◆ YOUR INSTRUCTIONS
Pull every line with "gray" from the data.

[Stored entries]
+ + + +

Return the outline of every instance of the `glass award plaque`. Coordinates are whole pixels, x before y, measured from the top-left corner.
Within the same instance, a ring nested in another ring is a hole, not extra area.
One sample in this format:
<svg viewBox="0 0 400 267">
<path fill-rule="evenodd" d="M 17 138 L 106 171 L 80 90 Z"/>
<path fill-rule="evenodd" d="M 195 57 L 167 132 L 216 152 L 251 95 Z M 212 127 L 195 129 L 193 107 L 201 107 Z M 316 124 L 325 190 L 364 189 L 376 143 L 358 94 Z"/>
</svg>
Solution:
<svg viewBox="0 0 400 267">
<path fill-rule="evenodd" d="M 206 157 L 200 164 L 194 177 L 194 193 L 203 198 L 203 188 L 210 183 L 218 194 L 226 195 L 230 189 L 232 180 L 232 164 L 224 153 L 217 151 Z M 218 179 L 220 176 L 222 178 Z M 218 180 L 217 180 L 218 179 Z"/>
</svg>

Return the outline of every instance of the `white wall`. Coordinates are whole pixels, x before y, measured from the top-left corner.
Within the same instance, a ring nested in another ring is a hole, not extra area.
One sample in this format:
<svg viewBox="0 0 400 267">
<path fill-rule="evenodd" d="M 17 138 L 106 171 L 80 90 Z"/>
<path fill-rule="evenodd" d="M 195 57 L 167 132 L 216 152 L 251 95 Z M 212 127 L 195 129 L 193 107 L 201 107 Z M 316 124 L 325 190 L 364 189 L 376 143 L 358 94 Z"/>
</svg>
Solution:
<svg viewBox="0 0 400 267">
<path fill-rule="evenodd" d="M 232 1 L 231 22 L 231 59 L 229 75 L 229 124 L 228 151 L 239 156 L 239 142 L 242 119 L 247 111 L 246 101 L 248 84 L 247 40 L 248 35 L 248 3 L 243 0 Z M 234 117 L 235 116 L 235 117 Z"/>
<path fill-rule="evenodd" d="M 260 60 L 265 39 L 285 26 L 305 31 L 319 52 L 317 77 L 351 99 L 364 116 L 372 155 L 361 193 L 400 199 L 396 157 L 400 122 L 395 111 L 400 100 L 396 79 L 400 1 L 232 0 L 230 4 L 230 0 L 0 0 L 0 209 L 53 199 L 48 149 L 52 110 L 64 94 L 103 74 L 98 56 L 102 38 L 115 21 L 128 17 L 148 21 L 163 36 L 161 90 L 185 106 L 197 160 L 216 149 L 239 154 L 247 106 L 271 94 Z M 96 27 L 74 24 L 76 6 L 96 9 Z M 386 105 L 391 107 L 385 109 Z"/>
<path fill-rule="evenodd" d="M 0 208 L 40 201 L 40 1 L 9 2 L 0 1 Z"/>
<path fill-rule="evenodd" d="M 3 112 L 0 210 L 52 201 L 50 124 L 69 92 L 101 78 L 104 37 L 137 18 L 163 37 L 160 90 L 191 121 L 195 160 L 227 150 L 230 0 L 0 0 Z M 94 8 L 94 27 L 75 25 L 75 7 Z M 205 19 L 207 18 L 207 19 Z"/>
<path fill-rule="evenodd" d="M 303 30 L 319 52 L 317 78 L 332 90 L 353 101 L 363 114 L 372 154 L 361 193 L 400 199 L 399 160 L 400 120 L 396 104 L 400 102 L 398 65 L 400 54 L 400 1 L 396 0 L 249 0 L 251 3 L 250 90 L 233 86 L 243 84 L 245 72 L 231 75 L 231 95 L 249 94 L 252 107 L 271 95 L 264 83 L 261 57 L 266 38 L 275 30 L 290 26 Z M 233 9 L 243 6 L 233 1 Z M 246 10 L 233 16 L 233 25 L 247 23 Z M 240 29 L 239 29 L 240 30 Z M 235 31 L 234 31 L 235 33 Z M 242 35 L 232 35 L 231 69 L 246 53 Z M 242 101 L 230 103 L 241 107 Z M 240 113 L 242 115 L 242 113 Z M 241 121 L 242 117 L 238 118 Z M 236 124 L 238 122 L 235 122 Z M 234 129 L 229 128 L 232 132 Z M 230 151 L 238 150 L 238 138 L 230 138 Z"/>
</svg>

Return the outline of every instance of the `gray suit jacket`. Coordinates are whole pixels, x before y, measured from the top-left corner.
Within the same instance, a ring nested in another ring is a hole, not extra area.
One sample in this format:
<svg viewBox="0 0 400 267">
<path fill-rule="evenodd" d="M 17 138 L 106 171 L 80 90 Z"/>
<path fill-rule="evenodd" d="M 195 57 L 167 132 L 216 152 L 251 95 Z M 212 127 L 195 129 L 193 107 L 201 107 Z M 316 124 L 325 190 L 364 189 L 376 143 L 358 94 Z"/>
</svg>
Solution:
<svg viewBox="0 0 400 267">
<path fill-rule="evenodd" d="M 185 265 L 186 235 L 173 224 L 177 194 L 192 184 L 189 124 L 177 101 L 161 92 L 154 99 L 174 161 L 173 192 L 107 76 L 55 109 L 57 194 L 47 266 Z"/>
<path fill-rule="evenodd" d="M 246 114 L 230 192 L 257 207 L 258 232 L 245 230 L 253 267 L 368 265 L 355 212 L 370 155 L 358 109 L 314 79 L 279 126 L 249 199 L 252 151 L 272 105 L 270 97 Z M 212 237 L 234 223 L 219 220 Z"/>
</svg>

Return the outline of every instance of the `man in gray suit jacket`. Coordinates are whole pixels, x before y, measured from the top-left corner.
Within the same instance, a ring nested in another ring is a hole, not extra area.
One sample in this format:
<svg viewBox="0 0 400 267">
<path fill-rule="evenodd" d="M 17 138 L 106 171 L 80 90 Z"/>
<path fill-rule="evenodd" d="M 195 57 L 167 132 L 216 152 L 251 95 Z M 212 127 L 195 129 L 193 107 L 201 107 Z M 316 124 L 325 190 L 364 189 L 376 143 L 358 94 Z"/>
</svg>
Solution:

+ + + +

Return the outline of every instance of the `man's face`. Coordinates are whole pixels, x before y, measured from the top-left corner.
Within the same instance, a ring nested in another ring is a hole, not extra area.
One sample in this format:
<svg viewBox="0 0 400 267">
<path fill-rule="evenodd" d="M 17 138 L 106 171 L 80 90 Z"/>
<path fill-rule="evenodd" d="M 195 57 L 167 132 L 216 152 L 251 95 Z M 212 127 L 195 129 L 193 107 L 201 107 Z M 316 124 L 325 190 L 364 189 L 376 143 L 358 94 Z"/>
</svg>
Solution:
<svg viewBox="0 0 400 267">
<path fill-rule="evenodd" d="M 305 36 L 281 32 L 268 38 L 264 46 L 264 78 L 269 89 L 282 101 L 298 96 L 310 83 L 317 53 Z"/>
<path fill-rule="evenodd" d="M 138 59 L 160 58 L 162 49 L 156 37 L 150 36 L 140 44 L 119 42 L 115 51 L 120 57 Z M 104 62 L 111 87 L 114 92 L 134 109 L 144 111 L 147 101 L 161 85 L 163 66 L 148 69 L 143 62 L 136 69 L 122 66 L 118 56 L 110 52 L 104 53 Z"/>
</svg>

+ + + +

◆ TASK RESPONSE
Return the outline of every instance of the `gray suit jacket`. Coordinates are whole pixels, x before y, measured from the top-left corner.
Return the outline of every instance of the `man in gray suit jacket`. Coordinates are whole pixels, x before y, measured from the top-left corner.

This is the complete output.